■ Selection:
* start *
Maybe we'll never know for sure whether Jamie Comer — whom the rest of the world knows as Rep. James Comer, Republican of Kentucky, now chair of the House Oversight Committee — really beat up former girlfriend Marilyn Thomas, called her parents in the middle of the night threatening to kill her, and then took her to have an abortion back in 1991.
But we know for sure that in 2015, Thomas took an enormous professional and personal risk to come forward with those allegations during a dead-heat Kentucky GOP gubernatorial primary. Comer ultimately lost that primary, due to his own political incompetence, with his failed smear campaign against a woman who never wanted to speak out against him in the first place.
During the waning weeks of that 2015 race, Comer broke into a computer server from the law firm of his opponent's spouse and stole emails that had been exchanged between Thomas and a local blogger about the alleged abuse. As others have noted, the allegations would otherwise likely have stayed contained to the realm of local politics if Comer hadn't attempted to intimidate Thomas — while accusing his GOP opponent of "gutter politics" — by leaking the emails to reporter Sam Youngman at the Lexington Herald-Leader.
All of this blew up in his face, of course. To Comer's seeming surprise, the public was less appalled by his political opponent's receipt of unsolicited oppo research about him — and more appalled by credible allegations that Comer had violently abused a traumatized young woman. When Thomas refused to take the smear job lying down and released her own statement, Comer was cooked.
Now, thanks to a star-struck profile of Comer by New York Times reporters Jonathan Swan and Luke Broadwater — which hand-waves away the allegations and skips over most of those facts — we know that Comer has finally admitted to the server break-in and email theft.
* end *
■ Stated problem:
Print the full piece about James Comer and the 2015 Kentucky primary allegations word for word. The records are separate material and have nothing to do with the text above.

Shape boundary entries
* start *
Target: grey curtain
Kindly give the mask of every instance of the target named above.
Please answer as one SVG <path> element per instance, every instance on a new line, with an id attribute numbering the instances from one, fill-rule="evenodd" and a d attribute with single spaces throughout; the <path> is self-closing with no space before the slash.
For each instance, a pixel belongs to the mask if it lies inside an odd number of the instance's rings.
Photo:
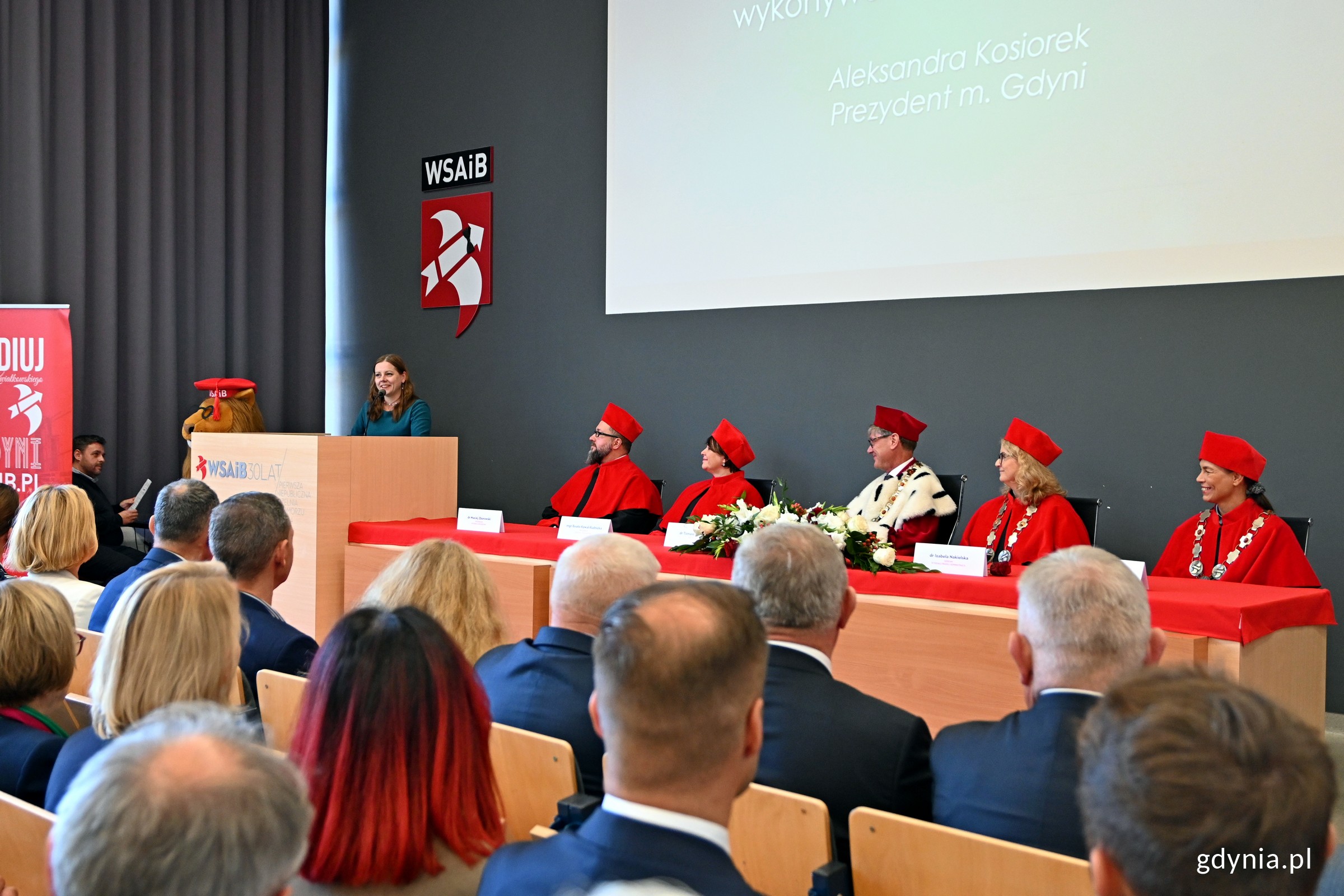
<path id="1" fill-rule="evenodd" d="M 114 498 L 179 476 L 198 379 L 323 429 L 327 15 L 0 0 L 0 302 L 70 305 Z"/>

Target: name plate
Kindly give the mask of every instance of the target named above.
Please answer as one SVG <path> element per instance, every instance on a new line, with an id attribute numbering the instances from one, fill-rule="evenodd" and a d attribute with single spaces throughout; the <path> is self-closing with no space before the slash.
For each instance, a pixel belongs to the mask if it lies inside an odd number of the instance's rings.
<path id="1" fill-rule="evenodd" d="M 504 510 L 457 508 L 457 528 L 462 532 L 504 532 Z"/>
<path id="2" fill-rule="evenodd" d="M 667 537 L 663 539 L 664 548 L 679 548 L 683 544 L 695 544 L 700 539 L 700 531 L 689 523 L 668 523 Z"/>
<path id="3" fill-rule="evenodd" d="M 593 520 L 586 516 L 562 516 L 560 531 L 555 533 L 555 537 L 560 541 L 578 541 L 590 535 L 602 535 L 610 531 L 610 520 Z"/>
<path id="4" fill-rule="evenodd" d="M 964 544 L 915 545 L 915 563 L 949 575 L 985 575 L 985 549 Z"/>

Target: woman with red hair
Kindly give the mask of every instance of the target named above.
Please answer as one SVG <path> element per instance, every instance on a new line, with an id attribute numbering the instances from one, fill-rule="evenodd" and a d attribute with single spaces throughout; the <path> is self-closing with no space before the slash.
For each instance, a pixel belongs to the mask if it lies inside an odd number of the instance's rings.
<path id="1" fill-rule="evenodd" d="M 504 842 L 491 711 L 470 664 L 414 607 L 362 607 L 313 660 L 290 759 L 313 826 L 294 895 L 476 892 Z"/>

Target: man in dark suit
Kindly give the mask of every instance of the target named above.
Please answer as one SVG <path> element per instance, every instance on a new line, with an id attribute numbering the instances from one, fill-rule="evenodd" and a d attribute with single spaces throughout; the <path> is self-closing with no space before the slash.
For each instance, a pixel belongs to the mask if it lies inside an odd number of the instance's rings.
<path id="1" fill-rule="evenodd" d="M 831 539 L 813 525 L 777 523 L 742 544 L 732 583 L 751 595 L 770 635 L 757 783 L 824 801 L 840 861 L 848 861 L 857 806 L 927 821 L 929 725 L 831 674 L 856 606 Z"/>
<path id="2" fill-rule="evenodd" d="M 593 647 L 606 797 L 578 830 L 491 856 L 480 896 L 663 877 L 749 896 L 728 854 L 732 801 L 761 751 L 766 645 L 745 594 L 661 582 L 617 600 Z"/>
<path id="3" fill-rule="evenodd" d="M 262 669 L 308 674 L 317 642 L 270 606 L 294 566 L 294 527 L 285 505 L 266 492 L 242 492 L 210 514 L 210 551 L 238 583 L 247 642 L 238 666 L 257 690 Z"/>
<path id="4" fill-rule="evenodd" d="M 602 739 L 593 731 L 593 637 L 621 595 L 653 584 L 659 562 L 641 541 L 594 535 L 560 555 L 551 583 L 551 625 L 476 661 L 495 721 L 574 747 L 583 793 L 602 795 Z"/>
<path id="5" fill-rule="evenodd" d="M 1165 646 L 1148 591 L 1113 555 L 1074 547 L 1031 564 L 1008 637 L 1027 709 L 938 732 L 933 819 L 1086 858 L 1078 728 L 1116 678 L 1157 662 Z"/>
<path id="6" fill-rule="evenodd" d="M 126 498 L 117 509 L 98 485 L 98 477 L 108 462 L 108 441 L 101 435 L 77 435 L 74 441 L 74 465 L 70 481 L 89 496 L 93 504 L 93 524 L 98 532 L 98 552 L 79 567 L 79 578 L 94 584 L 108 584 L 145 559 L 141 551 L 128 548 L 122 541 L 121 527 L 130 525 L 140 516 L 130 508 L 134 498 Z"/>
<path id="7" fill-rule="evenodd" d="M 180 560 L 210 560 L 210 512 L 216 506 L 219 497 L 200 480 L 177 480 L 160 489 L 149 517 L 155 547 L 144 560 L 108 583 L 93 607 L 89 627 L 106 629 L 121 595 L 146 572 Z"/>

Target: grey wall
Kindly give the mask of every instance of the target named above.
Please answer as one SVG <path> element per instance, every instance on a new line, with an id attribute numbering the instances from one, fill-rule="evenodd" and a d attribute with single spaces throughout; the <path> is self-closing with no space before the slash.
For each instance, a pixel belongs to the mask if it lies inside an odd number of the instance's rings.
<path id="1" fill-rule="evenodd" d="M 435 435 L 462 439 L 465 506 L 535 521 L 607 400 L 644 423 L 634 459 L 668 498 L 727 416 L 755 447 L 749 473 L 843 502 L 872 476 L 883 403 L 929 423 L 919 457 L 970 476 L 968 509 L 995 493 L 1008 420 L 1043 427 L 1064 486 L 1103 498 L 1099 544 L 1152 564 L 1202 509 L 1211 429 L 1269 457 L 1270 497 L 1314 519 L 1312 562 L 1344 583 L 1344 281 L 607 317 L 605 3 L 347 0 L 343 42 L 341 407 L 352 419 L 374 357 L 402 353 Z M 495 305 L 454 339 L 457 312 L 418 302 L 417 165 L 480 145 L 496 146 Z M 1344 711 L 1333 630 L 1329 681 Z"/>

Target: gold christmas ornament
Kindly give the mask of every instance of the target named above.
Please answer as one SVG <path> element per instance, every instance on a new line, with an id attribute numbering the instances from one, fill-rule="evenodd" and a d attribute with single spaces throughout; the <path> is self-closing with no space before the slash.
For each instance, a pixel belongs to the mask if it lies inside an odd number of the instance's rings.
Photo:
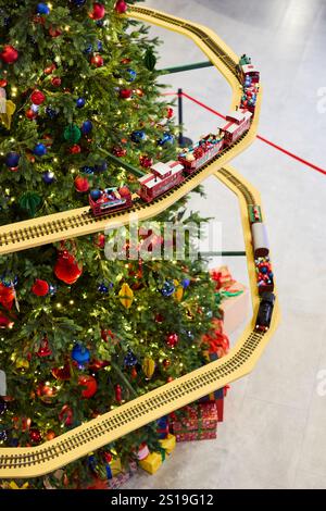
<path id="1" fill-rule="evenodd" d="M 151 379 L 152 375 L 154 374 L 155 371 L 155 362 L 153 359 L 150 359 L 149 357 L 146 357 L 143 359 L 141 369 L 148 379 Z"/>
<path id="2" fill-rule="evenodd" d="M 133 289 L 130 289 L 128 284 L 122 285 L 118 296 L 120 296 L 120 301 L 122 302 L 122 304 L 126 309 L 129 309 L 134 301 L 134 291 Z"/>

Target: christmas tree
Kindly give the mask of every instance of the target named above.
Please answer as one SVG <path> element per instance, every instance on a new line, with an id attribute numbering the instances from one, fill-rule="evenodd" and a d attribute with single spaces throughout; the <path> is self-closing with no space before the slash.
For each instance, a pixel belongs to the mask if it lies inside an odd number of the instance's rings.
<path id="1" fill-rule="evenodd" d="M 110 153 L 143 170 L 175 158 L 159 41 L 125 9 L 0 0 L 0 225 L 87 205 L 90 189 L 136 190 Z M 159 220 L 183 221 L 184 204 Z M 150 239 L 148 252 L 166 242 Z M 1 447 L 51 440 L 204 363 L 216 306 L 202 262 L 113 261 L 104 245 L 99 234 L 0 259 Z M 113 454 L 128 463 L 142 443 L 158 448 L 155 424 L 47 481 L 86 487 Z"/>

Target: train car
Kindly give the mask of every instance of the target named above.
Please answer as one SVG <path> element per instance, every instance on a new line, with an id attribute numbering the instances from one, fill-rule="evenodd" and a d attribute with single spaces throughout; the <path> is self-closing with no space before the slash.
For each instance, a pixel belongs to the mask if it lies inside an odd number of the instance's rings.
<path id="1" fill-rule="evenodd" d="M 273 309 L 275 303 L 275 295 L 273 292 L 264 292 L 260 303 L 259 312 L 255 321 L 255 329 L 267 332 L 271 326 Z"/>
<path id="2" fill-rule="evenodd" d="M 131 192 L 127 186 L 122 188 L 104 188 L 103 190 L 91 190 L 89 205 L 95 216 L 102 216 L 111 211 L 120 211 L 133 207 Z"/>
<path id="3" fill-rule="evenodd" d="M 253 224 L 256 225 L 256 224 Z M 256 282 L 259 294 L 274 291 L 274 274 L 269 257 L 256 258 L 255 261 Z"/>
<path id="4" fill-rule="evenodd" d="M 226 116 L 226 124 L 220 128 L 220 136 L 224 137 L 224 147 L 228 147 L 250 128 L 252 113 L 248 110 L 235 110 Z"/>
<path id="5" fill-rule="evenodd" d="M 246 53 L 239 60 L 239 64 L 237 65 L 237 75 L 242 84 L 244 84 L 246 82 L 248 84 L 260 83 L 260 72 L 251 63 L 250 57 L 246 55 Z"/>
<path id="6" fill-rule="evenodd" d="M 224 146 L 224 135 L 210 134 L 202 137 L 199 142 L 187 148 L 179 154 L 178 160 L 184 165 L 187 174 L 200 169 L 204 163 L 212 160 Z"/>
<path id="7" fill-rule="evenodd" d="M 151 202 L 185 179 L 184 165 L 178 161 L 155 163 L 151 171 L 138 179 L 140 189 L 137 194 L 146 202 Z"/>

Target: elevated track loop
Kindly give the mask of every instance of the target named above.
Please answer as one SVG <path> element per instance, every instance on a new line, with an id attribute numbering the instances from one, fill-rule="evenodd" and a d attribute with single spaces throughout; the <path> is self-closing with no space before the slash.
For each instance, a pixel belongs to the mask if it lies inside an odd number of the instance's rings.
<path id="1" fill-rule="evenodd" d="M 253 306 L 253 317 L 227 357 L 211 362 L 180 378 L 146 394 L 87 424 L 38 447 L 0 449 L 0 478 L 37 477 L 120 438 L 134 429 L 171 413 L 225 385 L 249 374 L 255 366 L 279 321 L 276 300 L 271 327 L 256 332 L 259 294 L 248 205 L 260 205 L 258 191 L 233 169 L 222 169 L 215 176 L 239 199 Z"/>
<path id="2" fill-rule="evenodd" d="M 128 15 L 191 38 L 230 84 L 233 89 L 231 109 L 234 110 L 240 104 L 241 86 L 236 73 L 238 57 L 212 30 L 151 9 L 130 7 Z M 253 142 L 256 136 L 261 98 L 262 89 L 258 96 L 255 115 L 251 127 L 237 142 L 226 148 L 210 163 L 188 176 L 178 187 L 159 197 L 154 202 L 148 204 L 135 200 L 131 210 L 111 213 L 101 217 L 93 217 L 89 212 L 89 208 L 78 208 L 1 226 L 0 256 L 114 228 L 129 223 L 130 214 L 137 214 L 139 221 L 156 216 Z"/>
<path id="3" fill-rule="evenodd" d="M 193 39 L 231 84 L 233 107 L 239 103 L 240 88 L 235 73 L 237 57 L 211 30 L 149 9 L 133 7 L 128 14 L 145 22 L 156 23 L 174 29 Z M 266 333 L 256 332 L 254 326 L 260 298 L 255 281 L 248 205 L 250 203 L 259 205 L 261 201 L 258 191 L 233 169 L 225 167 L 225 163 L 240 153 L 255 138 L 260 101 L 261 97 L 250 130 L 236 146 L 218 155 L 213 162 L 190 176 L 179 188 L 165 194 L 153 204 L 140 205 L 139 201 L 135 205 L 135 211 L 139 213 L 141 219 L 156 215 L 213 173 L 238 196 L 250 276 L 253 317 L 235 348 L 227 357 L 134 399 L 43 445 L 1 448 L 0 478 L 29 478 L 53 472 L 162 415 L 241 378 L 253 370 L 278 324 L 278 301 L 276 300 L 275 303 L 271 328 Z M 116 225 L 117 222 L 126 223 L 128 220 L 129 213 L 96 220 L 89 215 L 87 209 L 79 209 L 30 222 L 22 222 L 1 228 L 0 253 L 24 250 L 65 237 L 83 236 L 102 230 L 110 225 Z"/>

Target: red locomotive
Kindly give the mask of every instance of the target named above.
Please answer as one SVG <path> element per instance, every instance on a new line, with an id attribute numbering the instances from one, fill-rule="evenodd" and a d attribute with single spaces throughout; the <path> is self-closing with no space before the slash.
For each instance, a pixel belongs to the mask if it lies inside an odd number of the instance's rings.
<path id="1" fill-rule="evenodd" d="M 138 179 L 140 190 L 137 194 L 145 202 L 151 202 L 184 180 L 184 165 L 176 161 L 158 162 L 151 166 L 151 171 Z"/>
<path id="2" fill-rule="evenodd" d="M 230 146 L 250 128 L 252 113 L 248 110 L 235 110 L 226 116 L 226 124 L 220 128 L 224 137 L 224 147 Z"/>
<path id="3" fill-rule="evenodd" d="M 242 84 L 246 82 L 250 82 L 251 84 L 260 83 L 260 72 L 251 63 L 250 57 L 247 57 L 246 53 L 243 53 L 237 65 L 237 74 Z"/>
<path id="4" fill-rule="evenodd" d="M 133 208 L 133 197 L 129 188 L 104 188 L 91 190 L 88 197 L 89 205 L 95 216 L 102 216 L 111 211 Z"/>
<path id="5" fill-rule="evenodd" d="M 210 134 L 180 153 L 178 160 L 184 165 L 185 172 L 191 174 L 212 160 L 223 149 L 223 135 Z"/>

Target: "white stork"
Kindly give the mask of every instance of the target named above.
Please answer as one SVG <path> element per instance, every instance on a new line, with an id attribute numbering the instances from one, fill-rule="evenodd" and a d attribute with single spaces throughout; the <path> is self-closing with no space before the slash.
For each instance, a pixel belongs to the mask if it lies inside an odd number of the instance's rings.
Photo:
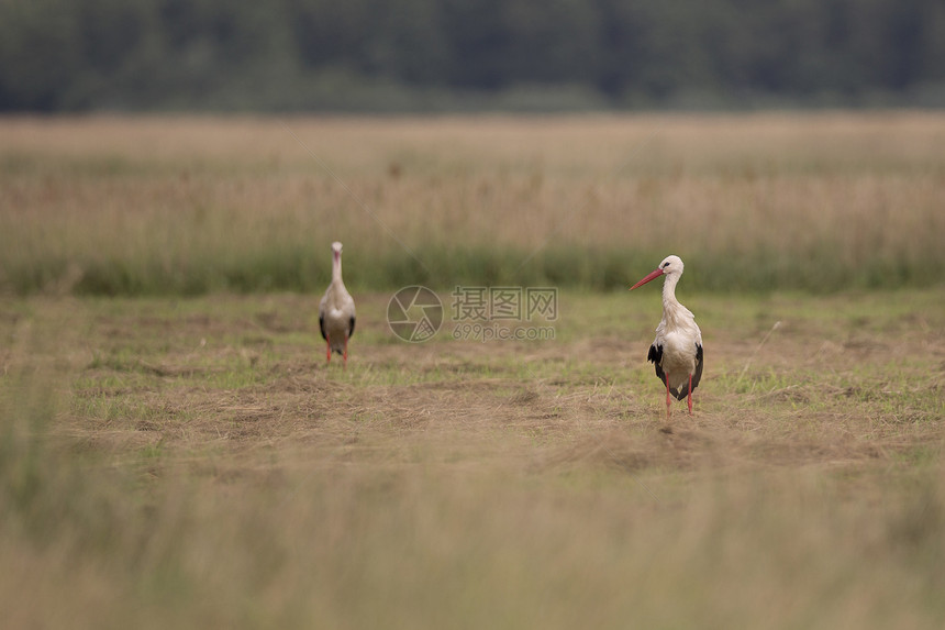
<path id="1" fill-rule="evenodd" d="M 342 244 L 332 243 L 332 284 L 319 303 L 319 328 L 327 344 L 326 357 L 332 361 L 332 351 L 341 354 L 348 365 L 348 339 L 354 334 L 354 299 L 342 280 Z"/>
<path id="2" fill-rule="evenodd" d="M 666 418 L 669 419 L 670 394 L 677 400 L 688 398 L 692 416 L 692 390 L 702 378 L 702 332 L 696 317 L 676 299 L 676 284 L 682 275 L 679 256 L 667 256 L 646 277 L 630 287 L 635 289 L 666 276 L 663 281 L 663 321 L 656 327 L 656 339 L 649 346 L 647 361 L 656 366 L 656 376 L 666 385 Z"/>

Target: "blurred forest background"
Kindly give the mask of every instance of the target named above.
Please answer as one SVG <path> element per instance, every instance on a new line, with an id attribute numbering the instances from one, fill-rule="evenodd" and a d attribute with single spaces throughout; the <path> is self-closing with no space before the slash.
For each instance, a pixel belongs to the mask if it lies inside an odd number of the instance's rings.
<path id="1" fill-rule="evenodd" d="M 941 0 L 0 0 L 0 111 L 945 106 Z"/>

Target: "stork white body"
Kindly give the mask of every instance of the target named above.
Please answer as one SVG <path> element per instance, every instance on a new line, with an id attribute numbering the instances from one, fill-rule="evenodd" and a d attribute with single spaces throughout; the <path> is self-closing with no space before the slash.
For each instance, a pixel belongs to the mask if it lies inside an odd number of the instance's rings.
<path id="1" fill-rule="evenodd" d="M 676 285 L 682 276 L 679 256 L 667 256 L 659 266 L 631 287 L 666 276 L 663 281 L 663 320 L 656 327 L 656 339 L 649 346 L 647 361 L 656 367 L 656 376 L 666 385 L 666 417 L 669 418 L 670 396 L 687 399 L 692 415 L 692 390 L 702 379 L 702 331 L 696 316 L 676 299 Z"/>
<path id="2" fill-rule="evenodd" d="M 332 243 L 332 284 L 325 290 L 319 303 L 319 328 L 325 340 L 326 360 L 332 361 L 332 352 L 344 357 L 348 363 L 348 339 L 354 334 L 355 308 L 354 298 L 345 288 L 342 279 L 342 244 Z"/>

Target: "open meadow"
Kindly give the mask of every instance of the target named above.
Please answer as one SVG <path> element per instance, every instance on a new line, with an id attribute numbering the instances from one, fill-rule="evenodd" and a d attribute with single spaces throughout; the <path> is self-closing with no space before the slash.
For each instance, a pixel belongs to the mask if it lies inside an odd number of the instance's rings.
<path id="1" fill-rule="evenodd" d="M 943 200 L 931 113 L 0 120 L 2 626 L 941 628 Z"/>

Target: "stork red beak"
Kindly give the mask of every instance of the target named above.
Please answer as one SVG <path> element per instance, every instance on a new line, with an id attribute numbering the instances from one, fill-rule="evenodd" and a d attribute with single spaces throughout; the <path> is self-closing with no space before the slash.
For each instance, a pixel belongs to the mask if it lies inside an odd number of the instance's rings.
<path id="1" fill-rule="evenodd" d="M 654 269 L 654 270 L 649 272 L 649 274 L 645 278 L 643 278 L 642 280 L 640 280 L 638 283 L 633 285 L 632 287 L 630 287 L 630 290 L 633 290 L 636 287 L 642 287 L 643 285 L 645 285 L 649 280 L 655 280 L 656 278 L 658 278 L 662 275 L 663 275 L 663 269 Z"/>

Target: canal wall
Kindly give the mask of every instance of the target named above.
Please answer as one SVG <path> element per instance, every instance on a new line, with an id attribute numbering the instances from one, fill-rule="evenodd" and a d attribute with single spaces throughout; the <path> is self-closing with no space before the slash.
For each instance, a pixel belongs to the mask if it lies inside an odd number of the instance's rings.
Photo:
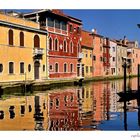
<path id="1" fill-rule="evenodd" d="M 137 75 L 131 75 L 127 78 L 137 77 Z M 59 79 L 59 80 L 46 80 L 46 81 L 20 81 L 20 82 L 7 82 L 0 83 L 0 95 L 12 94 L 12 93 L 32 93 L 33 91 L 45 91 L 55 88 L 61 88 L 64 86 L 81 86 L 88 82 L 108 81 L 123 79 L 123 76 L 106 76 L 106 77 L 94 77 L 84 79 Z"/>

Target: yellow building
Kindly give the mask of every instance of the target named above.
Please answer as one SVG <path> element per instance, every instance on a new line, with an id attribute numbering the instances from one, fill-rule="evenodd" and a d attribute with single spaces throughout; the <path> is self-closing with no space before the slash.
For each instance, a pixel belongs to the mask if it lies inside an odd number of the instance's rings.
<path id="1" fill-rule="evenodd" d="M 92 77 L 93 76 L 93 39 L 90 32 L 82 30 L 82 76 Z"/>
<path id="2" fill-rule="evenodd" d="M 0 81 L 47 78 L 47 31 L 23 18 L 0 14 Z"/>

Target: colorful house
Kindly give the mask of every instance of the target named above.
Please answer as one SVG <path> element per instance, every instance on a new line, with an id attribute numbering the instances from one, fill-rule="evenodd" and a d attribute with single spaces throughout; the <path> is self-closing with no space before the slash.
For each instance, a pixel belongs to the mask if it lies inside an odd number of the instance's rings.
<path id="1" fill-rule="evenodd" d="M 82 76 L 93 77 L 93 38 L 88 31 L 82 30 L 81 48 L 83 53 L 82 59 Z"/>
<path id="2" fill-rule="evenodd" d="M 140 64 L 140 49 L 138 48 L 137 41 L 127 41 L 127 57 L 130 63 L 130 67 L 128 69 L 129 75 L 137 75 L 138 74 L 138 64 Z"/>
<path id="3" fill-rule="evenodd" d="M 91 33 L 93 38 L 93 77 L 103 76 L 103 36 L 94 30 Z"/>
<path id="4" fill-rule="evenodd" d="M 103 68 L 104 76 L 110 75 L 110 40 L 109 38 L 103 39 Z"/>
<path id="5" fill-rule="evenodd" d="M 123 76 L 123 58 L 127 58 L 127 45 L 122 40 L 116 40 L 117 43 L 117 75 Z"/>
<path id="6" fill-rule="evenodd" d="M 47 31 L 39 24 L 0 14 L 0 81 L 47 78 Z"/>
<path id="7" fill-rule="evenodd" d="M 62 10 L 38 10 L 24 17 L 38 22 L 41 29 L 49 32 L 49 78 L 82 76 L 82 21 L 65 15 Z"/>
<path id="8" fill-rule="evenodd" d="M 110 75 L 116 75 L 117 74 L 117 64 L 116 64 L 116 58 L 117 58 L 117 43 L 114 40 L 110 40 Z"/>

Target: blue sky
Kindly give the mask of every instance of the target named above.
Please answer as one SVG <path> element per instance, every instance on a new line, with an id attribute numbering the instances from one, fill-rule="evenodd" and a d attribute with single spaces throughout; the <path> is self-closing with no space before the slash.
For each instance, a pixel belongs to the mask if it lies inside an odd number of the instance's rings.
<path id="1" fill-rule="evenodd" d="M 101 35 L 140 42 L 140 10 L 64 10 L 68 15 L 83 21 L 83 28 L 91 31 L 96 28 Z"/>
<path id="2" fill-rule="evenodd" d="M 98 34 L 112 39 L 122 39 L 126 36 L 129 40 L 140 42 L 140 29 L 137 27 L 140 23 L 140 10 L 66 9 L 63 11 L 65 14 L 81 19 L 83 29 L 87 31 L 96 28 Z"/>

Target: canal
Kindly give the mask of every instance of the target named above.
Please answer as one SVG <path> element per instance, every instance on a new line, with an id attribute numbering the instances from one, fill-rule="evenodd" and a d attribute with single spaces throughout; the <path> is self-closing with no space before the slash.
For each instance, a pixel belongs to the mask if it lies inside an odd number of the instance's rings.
* end *
■ The response:
Maybe we'll never know for sure whether Jamie Comer — whom the rest of the world knows as Rep. James Comer, Republican of Kentucky, now chair of the House Oversight Committee — really beat up former girlfriend Marilyn Thomas, called her parents in the middle of the night threatening to kill her, and then took her to have an abortion back in 1991.
But we know for sure that in 2015, Thomas took an enormous professional and personal risk to come forward with those allegations during a dead-heat Kentucky GOP gubernatorial primary. Comer ultimately lost that primary, due to his own political incompetence, with his failed smear campaign against a woman who never wanted to speak out against him in the first place.
During the waning weeks of that 2015 race, Comer broke into a computer server from the law firm of his opponent's spouse and stole emails that had been exchanged between Thomas and a local blogger about the alleged abuse. As others have noted, the allegations would otherwise likely have stayed contained to the realm of local politics if Comer hadn't attempted to intimidate Thomas — while accusing his GOP opponent of "gutter politics" — by leaking the emails to reporter Sam Youngman at the Lexington Herald-Leader.
All of this blew up in his face, of course. To Comer's seeming surprise, the public was less appalled by his political opponent's receipt of unsolicited oppo research about him — and more appalled by credible allegations that Comer had violently abused a traumatized young woman. When Thomas refused to take the smear job lying down and released her own statement, Comer was cooked.
Now, thanks to a star-struck profile of Comer by New York Times reporters Jonathan Swan and Luke Broadwater — which hand-waves away the allegations and skips over most of those facts — we know that Comer has finally admitted to the server break-in and email theft.